-- TEKS --
***
Nasional

Dr. Aji Mulawarman: Mengatasi Turbulensi Pada Umat Pasca Ahok, Reorientasi Ini Yang Perlu Diinsyafi

Nusantarakini.com, Jakarta –

Pasca tumbangnya Ahok, pergerakan umat Islam seolah menghadapi masalah disorientasi. Hal itu disebabkan pergerakan yang massif selama tahun 2016, tertuju dengan kuat bagaimana menumbangkan Ahok. Setelah itu, pergerakan sibuk menangkis serangan kriminalisasi terhadap para penggerak umat.

Saat pergerakan umat sibuk menangkis, disorientasi dan bahkan demoralisasi terjadi secara bersamaan atas berbagai sebab yang tak perlu.

Dr. Aji Dedi Mulawarman mengingatkan umat agar tetap memusatkan perhatian agar tidak terjerumus pada strategi lawan dalam upaya mengecoh dan melemahkan pergerakan umat. Untuk itu, umat harus tahu, orientasi masa depan pergerakan umat secara jelas, step by step. Tanpa mengetahui tahapan-tahapan masa depan pergerakan umat, umat sulit berderap bersama dengan pemimpin-pemimpinnya.
***
-- ENTRI YANG DIBERIKAN --

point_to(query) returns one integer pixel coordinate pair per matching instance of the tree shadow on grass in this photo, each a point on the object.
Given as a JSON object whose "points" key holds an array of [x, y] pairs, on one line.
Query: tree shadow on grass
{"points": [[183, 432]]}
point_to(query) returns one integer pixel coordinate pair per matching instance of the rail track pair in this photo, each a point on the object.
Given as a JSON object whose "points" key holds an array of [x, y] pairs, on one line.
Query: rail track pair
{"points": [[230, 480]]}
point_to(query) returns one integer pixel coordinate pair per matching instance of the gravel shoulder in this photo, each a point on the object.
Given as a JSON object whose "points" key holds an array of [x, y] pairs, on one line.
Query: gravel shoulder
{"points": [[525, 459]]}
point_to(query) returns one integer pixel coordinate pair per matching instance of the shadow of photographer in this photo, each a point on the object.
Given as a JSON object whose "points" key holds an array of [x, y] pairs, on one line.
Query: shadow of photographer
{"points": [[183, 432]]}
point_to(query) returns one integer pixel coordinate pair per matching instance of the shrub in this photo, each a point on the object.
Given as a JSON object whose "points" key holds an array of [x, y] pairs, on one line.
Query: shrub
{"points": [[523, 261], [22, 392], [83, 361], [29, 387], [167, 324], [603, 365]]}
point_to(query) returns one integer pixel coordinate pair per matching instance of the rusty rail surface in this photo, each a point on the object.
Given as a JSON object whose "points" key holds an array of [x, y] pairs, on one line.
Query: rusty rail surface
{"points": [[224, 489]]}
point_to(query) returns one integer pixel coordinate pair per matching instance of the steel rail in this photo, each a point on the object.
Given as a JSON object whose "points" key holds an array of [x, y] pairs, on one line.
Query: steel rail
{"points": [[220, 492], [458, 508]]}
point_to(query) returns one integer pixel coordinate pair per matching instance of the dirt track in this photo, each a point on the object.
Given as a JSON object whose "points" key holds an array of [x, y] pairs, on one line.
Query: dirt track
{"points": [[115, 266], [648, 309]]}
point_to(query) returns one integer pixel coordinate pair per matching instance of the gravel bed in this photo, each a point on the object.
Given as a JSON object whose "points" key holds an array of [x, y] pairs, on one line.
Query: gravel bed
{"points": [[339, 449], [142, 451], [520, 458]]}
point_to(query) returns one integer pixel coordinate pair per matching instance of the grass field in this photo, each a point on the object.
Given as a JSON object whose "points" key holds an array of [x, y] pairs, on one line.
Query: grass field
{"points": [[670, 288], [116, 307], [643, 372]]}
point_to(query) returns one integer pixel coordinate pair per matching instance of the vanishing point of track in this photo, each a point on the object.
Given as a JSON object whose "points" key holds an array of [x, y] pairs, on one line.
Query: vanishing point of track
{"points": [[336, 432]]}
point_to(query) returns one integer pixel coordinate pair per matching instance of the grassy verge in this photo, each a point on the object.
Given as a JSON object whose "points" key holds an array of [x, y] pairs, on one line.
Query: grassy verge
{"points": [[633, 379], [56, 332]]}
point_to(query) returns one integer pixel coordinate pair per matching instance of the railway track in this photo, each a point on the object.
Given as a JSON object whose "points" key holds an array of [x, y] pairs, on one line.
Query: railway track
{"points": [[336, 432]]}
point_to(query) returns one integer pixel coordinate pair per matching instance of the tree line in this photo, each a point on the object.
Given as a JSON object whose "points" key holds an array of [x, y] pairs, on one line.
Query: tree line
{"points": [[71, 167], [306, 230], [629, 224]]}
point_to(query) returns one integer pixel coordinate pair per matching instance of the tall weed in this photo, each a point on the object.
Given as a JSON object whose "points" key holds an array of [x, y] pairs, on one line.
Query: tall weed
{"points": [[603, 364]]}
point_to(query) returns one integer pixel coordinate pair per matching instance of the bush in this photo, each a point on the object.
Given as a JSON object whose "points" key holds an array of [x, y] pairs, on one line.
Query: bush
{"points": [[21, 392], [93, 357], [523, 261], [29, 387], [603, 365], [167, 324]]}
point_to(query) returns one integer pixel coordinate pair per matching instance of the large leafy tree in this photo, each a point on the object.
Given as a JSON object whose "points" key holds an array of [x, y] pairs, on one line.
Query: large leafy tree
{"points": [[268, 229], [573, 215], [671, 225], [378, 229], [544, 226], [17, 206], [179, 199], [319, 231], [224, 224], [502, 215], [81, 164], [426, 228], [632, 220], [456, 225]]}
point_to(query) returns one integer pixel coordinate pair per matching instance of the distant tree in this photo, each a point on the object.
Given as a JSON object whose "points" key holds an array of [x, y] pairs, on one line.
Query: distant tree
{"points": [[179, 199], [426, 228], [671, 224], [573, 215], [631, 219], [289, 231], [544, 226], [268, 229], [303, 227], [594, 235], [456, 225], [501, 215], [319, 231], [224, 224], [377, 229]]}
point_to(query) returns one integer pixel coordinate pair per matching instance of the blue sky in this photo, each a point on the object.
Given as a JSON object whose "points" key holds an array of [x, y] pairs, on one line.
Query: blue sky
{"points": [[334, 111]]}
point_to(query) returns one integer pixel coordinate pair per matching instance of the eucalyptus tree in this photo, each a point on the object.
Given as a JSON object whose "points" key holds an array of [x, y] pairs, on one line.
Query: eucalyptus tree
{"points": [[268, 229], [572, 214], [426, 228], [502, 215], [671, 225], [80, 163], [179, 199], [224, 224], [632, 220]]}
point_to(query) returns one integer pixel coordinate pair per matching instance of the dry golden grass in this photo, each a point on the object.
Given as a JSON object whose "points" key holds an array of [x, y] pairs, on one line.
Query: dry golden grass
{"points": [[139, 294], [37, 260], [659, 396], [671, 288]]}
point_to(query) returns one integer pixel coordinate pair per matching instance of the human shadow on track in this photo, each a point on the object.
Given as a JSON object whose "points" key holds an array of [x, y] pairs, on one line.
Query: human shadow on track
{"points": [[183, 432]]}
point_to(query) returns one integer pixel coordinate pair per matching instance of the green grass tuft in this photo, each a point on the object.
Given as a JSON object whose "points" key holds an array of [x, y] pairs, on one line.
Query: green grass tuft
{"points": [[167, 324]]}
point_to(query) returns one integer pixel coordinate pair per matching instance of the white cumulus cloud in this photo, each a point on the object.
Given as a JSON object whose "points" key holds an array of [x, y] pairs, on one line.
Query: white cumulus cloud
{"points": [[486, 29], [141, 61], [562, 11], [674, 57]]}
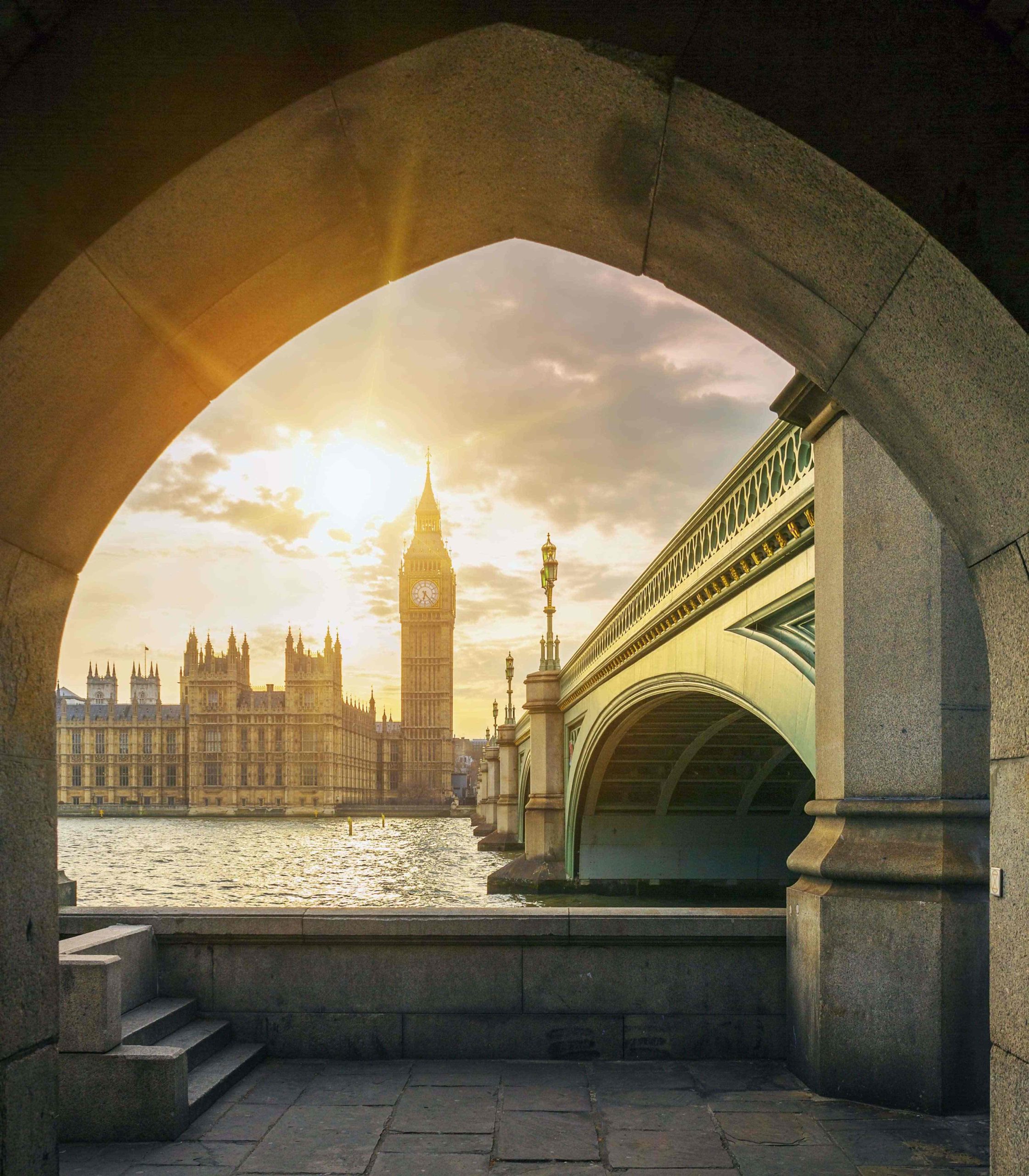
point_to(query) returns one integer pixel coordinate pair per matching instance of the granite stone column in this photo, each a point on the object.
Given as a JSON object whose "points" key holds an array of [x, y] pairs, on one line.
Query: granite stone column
{"points": [[34, 598], [888, 921], [506, 835]]}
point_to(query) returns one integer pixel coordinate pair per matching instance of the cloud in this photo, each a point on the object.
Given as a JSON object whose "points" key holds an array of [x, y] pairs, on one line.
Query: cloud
{"points": [[537, 377], [372, 565], [186, 487]]}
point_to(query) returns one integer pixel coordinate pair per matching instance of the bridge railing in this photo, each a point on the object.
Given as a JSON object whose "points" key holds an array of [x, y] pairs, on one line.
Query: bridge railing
{"points": [[772, 473]]}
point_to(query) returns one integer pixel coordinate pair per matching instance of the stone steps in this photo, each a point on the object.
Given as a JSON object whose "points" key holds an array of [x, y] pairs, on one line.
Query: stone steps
{"points": [[200, 1039], [211, 1080], [151, 1022], [135, 1065]]}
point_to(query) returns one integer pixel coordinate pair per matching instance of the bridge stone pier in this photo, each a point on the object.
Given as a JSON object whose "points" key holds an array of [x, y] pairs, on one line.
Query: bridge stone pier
{"points": [[888, 921], [506, 834]]}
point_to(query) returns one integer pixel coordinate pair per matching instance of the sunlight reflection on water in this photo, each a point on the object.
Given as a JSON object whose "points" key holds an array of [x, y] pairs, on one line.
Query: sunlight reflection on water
{"points": [[251, 862]]}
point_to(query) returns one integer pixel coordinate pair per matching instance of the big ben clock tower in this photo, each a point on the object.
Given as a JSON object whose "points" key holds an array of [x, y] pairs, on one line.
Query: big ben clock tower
{"points": [[427, 597]]}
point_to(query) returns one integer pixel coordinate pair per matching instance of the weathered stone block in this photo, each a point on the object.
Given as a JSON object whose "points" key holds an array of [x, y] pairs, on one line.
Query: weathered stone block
{"points": [[139, 961], [544, 1036], [366, 978], [742, 1036], [364, 1036], [1009, 1127], [91, 1003], [187, 969], [908, 1028], [1009, 914], [733, 978], [28, 1135], [132, 1093]]}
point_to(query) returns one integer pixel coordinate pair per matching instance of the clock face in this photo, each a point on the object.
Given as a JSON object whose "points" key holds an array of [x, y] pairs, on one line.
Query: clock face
{"points": [[425, 593]]}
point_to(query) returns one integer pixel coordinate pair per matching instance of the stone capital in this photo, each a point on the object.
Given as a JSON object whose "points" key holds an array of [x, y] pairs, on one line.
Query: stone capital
{"points": [[896, 841], [805, 404], [544, 691], [538, 803]]}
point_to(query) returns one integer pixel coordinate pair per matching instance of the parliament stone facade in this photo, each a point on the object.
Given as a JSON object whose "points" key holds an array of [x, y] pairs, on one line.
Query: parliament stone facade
{"points": [[231, 747]]}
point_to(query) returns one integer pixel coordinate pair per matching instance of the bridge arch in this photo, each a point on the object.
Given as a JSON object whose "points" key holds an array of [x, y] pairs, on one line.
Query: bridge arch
{"points": [[166, 228], [681, 778]]}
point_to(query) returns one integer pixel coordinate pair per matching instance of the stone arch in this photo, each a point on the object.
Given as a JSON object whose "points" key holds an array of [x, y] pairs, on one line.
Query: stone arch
{"points": [[690, 731], [169, 226]]}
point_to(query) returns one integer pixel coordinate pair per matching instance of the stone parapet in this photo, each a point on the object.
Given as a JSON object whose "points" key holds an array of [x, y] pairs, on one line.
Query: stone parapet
{"points": [[537, 984]]}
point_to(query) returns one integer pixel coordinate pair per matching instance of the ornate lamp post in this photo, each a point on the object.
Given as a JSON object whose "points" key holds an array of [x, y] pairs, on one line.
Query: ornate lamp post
{"points": [[551, 646], [508, 715]]}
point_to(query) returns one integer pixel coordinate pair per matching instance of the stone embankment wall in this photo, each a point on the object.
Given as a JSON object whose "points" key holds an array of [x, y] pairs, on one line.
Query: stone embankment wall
{"points": [[529, 984]]}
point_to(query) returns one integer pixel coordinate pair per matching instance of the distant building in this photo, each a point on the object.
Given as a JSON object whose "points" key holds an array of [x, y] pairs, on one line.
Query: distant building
{"points": [[427, 610], [307, 747]]}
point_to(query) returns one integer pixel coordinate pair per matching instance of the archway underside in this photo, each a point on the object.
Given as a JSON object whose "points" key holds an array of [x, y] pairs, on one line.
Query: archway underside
{"points": [[698, 790]]}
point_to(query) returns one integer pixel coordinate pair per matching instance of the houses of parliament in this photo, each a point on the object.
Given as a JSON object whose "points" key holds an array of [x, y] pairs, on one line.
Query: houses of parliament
{"points": [[238, 748]]}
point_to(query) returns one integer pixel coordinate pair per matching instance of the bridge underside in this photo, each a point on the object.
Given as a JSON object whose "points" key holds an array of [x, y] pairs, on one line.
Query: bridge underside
{"points": [[695, 790]]}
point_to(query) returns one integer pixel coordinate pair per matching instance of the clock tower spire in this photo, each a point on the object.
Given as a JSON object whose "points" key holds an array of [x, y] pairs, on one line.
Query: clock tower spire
{"points": [[427, 606]]}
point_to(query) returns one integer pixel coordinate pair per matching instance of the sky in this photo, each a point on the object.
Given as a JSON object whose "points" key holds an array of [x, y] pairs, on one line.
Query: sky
{"points": [[556, 394]]}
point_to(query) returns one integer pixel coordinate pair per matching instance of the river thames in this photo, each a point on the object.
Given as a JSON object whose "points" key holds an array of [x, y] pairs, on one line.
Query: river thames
{"points": [[250, 862]]}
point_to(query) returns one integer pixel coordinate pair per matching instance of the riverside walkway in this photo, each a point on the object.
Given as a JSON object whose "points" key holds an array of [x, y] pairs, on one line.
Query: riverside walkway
{"points": [[544, 1119]]}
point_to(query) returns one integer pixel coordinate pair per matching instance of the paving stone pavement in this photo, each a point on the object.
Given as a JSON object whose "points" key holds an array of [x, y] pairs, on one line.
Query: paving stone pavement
{"points": [[542, 1119]]}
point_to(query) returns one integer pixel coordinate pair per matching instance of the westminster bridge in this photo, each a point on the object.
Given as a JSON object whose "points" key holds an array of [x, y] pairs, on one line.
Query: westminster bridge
{"points": [[688, 741]]}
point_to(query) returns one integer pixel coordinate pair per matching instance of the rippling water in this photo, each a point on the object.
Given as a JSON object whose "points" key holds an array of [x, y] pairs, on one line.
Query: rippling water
{"points": [[240, 862]]}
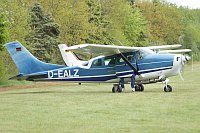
***
-- KETENTUAN TUGAS --
1) Menurut teks tentang pergerakan umat pasca tumbangnya Ahok, apa yang menyibukkan pergerakan setelah Ahok tumbang?
2) Laporkan setiap baris dalam entri yang memuat kata "cumulus".
Teks dan entri di atas diambil dari sumber yang berbeda.

-- KUMPULAN JAWABAN --
1) Menangkis serangan kriminalisasi terhadap para penggerak umat.

2)
point_to(query) returns one integer pixel coordinate pair per matching instance of the white cumulus cloud in this photo, each a point on the object.
Query: white cumulus cloud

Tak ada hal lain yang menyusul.